↓
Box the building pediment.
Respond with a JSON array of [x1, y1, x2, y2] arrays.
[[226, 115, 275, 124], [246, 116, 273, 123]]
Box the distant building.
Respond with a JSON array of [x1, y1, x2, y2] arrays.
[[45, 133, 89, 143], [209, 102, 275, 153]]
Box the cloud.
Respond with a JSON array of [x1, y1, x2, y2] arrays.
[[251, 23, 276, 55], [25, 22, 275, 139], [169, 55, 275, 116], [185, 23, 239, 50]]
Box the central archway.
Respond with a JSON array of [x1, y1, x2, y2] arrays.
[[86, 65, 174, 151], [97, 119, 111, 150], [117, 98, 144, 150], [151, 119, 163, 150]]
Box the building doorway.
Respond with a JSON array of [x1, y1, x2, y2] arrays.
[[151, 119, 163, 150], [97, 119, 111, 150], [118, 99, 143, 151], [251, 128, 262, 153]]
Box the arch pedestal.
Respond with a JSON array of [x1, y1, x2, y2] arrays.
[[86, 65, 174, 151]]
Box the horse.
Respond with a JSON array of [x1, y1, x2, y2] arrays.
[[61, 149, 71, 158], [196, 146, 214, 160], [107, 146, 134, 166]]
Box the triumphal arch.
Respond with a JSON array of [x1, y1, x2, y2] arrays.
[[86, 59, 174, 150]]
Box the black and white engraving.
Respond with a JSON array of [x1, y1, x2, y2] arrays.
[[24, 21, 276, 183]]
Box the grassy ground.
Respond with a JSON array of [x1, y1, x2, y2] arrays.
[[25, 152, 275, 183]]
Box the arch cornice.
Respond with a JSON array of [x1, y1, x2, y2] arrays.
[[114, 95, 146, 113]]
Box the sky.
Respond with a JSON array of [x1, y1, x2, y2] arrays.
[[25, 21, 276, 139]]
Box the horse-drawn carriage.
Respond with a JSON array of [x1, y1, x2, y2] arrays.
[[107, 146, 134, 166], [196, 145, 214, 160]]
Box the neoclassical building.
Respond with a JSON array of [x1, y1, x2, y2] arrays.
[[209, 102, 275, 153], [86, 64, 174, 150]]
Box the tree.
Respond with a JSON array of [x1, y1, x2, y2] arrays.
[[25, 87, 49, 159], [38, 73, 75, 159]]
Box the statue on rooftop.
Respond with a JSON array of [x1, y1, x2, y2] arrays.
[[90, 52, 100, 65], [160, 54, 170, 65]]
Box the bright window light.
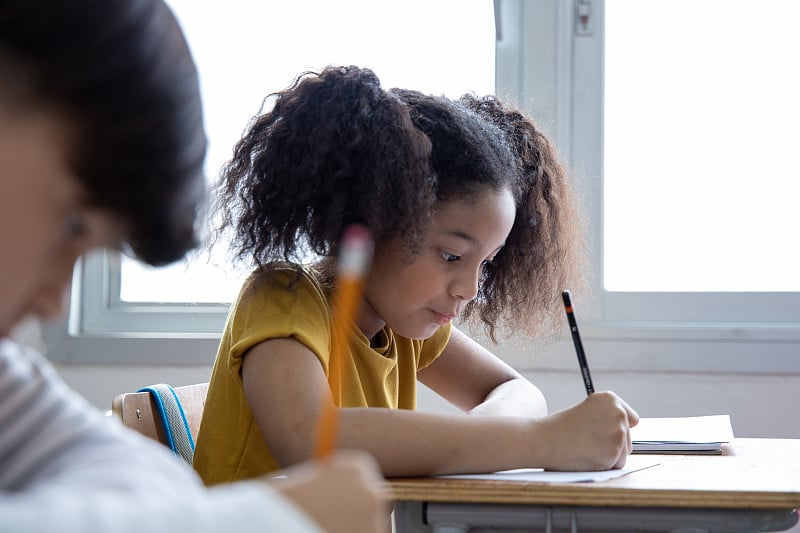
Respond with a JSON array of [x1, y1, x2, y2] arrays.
[[120, 0, 495, 303], [603, 0, 800, 292]]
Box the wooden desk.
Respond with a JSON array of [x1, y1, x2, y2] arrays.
[[390, 439, 800, 533]]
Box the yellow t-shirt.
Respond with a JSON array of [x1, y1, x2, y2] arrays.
[[194, 264, 450, 485]]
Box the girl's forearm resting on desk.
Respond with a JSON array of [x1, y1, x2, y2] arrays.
[[267, 393, 630, 477], [338, 392, 635, 477]]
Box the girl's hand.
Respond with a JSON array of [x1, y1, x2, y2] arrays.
[[537, 391, 639, 471]]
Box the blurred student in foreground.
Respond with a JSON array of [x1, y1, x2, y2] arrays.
[[0, 0, 388, 533]]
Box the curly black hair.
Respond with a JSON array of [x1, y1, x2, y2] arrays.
[[215, 66, 579, 340], [0, 0, 206, 265], [460, 94, 588, 339]]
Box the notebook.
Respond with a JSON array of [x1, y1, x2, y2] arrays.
[[631, 415, 733, 454]]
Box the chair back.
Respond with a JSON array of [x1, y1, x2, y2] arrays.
[[111, 383, 208, 463]]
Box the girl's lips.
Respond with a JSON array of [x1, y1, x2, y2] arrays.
[[433, 311, 455, 326]]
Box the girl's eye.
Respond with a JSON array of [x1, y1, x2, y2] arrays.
[[440, 250, 461, 263]]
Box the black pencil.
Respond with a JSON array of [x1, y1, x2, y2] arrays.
[[561, 290, 594, 396]]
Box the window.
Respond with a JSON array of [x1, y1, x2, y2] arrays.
[[51, 0, 495, 361], [51, 0, 800, 373]]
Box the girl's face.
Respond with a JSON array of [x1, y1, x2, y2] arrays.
[[358, 185, 516, 339], [0, 106, 122, 338]]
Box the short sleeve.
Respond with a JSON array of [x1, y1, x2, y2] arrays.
[[226, 268, 330, 374]]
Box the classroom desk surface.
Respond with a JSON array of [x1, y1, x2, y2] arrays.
[[389, 439, 800, 531]]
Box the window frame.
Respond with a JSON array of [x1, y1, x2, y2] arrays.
[[45, 0, 800, 374]]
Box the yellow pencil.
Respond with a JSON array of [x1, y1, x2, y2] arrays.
[[314, 225, 372, 459]]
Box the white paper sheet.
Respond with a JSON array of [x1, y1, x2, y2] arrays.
[[437, 456, 659, 483]]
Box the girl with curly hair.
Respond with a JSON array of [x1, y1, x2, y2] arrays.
[[194, 67, 638, 484]]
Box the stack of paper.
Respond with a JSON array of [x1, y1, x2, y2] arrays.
[[631, 415, 733, 454]]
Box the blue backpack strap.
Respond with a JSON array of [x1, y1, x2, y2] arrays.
[[137, 383, 194, 465]]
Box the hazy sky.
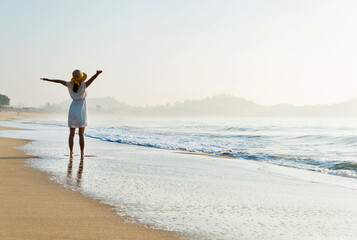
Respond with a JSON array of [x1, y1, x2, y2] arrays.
[[0, 0, 357, 106]]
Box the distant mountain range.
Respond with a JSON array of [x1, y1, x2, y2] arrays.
[[51, 94, 357, 117]]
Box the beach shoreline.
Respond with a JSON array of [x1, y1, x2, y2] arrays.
[[0, 124, 183, 240]]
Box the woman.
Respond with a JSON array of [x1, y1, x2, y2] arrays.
[[41, 70, 102, 159]]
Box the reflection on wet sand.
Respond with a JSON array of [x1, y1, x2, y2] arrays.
[[67, 158, 84, 187]]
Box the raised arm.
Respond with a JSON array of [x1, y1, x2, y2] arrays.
[[41, 78, 67, 87], [86, 70, 103, 87]]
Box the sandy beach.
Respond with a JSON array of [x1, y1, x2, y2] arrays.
[[0, 116, 184, 240], [0, 115, 357, 240]]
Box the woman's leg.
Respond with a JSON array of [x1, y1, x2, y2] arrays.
[[78, 128, 86, 158], [68, 128, 76, 158]]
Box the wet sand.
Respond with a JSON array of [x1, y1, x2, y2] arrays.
[[0, 125, 182, 240]]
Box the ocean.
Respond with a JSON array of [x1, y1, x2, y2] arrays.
[[0, 117, 357, 240]]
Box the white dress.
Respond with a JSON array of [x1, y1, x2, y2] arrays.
[[66, 82, 88, 128]]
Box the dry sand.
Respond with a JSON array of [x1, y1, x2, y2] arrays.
[[0, 124, 182, 240]]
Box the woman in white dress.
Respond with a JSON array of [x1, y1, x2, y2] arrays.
[[41, 70, 102, 159]]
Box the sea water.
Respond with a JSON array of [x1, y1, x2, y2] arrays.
[[0, 118, 357, 240]]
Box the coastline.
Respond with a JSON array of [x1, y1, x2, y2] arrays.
[[0, 113, 357, 240], [0, 124, 182, 240]]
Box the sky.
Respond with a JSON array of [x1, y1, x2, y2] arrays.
[[0, 0, 357, 107]]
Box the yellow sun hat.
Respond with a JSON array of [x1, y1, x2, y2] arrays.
[[71, 69, 87, 89]]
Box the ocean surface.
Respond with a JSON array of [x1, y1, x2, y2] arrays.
[[23, 118, 357, 178], [0, 118, 357, 240]]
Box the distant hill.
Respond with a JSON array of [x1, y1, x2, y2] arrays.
[[50, 94, 357, 117]]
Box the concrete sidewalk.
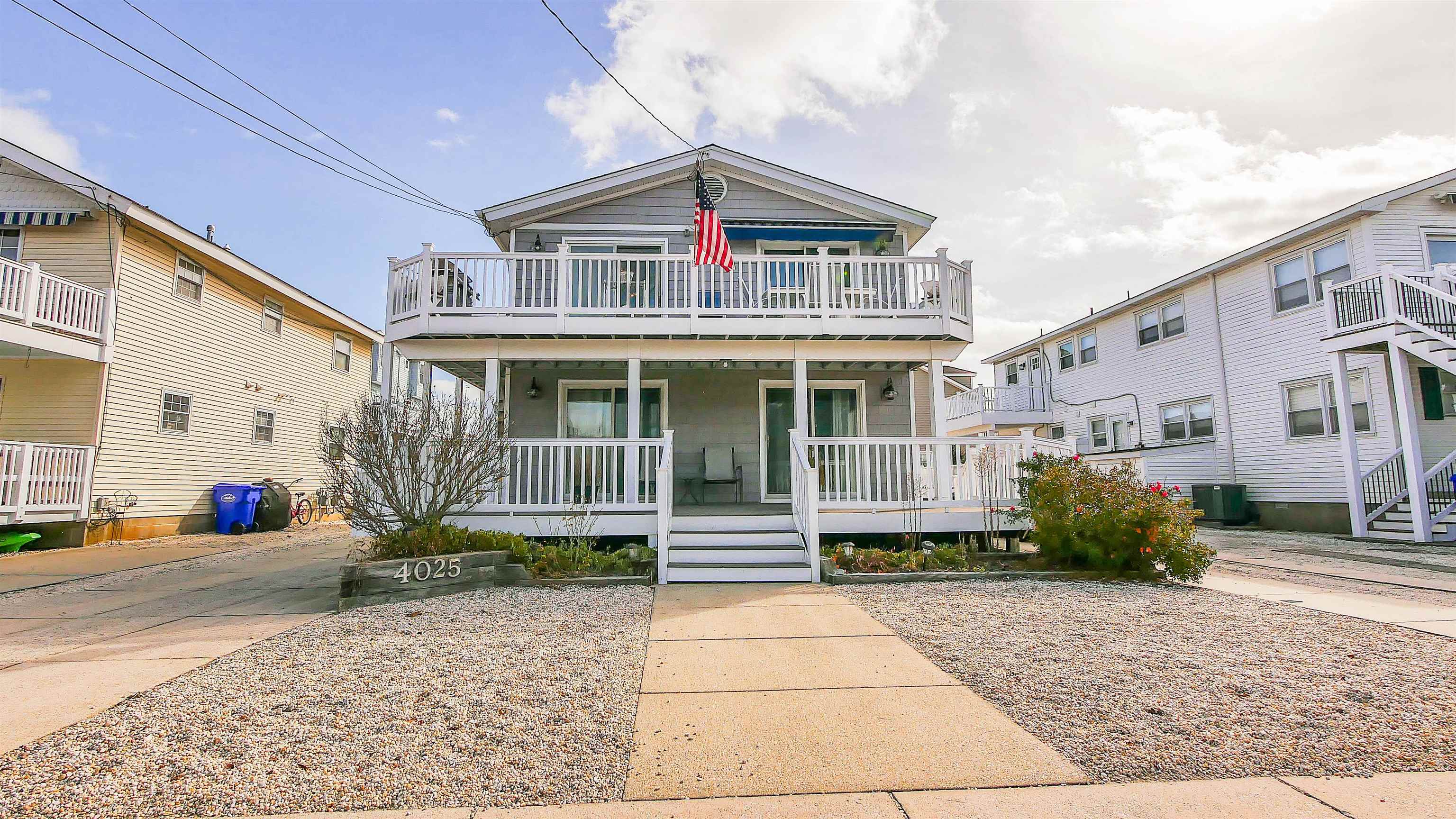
↑
■ WHAT IS NEEDED
Lay out all of the entries above as a numbered list of their lines, skipping any blank lines. Leave the pictures out.

■ RESPONSE TO THIS TASK
1. Box the building pediment.
2. Respond with a JSON array of [x1, y1, x2, y2] arrays.
3. [[226, 115, 275, 124], [246, 116, 273, 123]]
4. Box the distant building.
5. Respond with a JSON array of [x1, y1, x2, y2] arrays.
6. [[45, 133, 89, 143], [209, 102, 275, 153]]
7. Box the cloud.
8. Respond with a JSON array of [x1, y1, x2, y2] arrays.
9. [[251, 23, 276, 55], [25, 22, 275, 139], [169, 55, 275, 116], [185, 23, 239, 50]]
10. Box the central archway.
11. Respond with a JSON array of [x1, y1, x2, y2] arrays.
12. [[86, 65, 174, 151], [97, 119, 111, 150], [117, 98, 144, 150], [151, 119, 163, 150]]
13. Box the building doorway.
14. Respond with a JSON array of [x1, y1, x2, y2] arrays.
15. [[151, 119, 163, 150], [97, 119, 111, 150], [118, 99, 143, 151], [251, 128, 262, 153]]
16. Box the arch pedestal.
17. Respond with a JSON array of [x1, y1, x2, y2] arrays.
18. [[86, 65, 174, 151]]
19. Box the horse.
20. Respond with a JSON array of [x1, y1, x2, y2] arrays.
21. [[61, 149, 71, 158], [196, 146, 214, 160], [107, 146, 134, 166]]
22. Box the triumphal arch.
23. Respond with a JSON array of [x1, y1, x2, y2] arrays.
24. [[86, 59, 174, 150]]
25. Box the black and white engraving.
26. Respond with a JSON array of [x1, y1, x2, y2] arrays.
27. [[24, 21, 276, 183]]
28. Box the grassy ground.
29. Respond with a JSON array of [x1, y1, x2, y2] arrays.
30. [[25, 152, 275, 183]]
31. Box the arch cornice.
32. Respond with a JSON array of [x1, y1, x2, y2] arrays.
33. [[114, 95, 146, 113]]
34. Box the sky.
35. Respond with a JSON array of [x1, y1, x2, y2] arrays.
36. [[25, 21, 276, 139]]
37. Box the horse-drawn carriage.
38. Respond with a JSON array of [x1, y1, x2, y2] arrays.
39. [[107, 146, 134, 166], [196, 145, 214, 160]]
40. Box the neoclassical building.
41. Respond with a JSON array of [x1, y1, x2, y2] arrays.
42. [[209, 102, 275, 153], [86, 64, 174, 150]]
43. Box the tree.
44. Respond with a JSON array of [x1, y1, x2, y2] arrays.
45. [[25, 87, 49, 159], [38, 73, 75, 159]]
46. Box the statue on rooftop.
47. Respond with a JSON array of [x1, y1, x2, y2] arrays.
48. [[90, 52, 100, 65], [160, 54, 170, 65]]
49. Box the bright window light.
50. Respond with a JSON array of [x1, y1, x2, y2] arrays.
51. [[120, 0, 495, 303], [603, 0, 800, 292]]
52. Box the wooden desk.
53. Respond with a JSON array of [x1, y1, x2, y2] arrays.
54. [[390, 439, 800, 533]]
55. Box the yellow t-shirt.
56. Respond with a JSON array of [x1, y1, x2, y2] arrays.
57. [[194, 264, 450, 485]]
58. Box the girl's forearm resting on desk.
59. Respond with a JSON array of [x1, y1, x2, y2] arrays.
60. [[267, 393, 630, 477], [338, 392, 635, 477]]
61. Box the girl's hand.
62. Respond with a JSON array of [x1, y1, x2, y2] arrays.
63. [[537, 391, 639, 471]]
64. Box the blurred student in foreground.
65. Respond with a JSON array of [x1, y1, x2, y2] arrays.
66. [[0, 0, 388, 533]]
67. Box the curly black hair.
68. Respond with a JSON array of [x1, y1, x2, y2] arrays.
69. [[215, 66, 579, 340], [0, 0, 206, 265], [460, 94, 588, 339]]
70. Box the notebook.
71. Respond with a JSON array of [x1, y1, x2, y2] arrays.
72. [[631, 415, 733, 454]]
73. Box the chair back.
74. Respond with a JSON array of [x1, y1, x2, y2] arrays.
75. [[111, 383, 208, 463]]
76. Box the girl's lips.
77. Respond with a JSON array of [x1, y1, x2, y2] arrays.
78. [[433, 311, 455, 326]]
79. Box the girl's eye.
80. Respond with a JSON array of [x1, y1, x2, y2] arrays.
81. [[440, 250, 461, 263]]
82. Box the black pencil.
83. Respond with a JSON array of [x1, y1, x2, y2] arrays.
84. [[561, 290, 594, 396]]
85. Box the window.
86. Respond with a JSON array of [x1, y1, x2, y2] arrays.
87. [[51, 0, 495, 361], [51, 0, 800, 373]]
88. Box the girl's face.
89. Respond with a JSON array of [x1, y1, x2, y2] arrays.
90. [[358, 185, 516, 339], [0, 106, 122, 338]]
91. Box the short sleeve.
92. Respond with a JSON array of [x1, y1, x2, y2] arrays.
93. [[226, 268, 330, 374]]
94. Box the classroom desk surface.
95. Respond with a JSON array of [x1, y1, x2, y2] arrays.
96. [[389, 439, 800, 531]]
97. Box the window frame.
98. Respond with a JSON array of [x1, y1, x2, y2] arrays.
99. [[45, 0, 800, 374]]
100. Box the yellow pencil.
101. Respond with a JSON array of [x1, y1, x2, y2] arrays.
102. [[314, 225, 372, 459]]
103. Box the white paper sheet.
104. Respond with a JSON array of [x1, y1, x2, y2] arrays.
105. [[437, 456, 659, 483]]
106. Box the girl with curly hair.
107. Respond with a JSON array of [x1, y1, x2, y2] arrays.
108. [[194, 67, 638, 484]]
109. Box the stack of paper.
110. Respond with a JSON array of [x1, y1, x2, y2] arrays.
111. [[631, 415, 733, 454]]
112. Box the blue backpack strap.
113. Respond with a JSON array of [x1, y1, x2, y2] arrays.
114. [[137, 383, 194, 465]]
115. Box the hazy sky.
116. Respond with a JSON array of [x1, y1, x2, y2] arrays.
117. [[0, 0, 357, 106]]
118. Box the distant mountain range.
119. Respond with a JSON array of [x1, y1, x2, y2] arrays.
120. [[51, 94, 357, 117]]
121. Box the beach shoreline.
122. Respond with a JSON array of [x1, y1, x2, y2] arrays.
123. [[0, 124, 183, 240]]
124. Box the woman.
125. Respond with a JSON array of [x1, y1, x2, y2] arrays.
126. [[41, 70, 102, 159]]
127. Box the reflection on wet sand.
128. Respond with a JSON array of [x1, y1, x2, y2] arrays.
129. [[67, 158, 84, 187]]
130. Box the raised arm.
131. Respond with a JSON array of [x1, y1, x2, y2] arrays.
132. [[41, 78, 67, 87], [86, 70, 103, 87]]
133. Box the sandy beach.
134. Respond with a JSON array of [x1, y1, x2, y2] arrays.
135. [[0, 116, 184, 240], [0, 115, 357, 240]]
136. Box the woman's leg.
137. Respond with a JSON array of [x1, y1, x2, y2] arrays.
138. [[78, 128, 86, 158], [68, 128, 76, 158]]
139. Box the wet sand.
140. Respond with a JSON array of [x1, y1, x2, y2] arrays.
141. [[0, 125, 182, 240]]
142. Box the ocean.
143. Respond with a JSON array of [x1, y1, x2, y2] arrays.
144. [[0, 117, 357, 240]]
145. Box the white dress.
146. Respond with a JSON array of [x1, y1, x2, y2] arrays.
147. [[66, 82, 88, 128]]
148. Box the dry sand.
149. Respond with a JSON array of [x1, y1, x2, y2] arrays.
150. [[0, 124, 182, 240]]
151. Box the woman in white dress.
152. Respond with a JSON array of [x1, y1, x2, y2] arrays.
153. [[41, 70, 102, 159]]
154. Box the sea water.
155. Respond with a JSON array of [x1, y1, x2, y2] arrays.
156. [[0, 118, 357, 240]]
157. Box the coastline.
158. Respond with a JSON array of [x1, y1, x2, y2] arrays.
159. [[0, 113, 357, 240], [0, 124, 182, 240]]
160. Box the sky.
161. Respond with a JSON array of [x1, y1, x2, y2] arrays.
162. [[0, 0, 357, 107]]
163. Box the yellow sun hat.
164. Respond with a JSON array of [x1, y1, x2, y2] arrays.
165. [[71, 69, 87, 89]]
166. Box the ocean surface.
167. Respond with a JSON array of [x1, y1, x2, y2] arrays.
168. [[23, 118, 357, 178], [0, 118, 357, 240]]
169. Box the distant hill.
170. Respond with a JSON array of [x1, y1, x2, y2] arrays.
171. [[50, 94, 357, 117]]
172. Box the concrete sidewalk.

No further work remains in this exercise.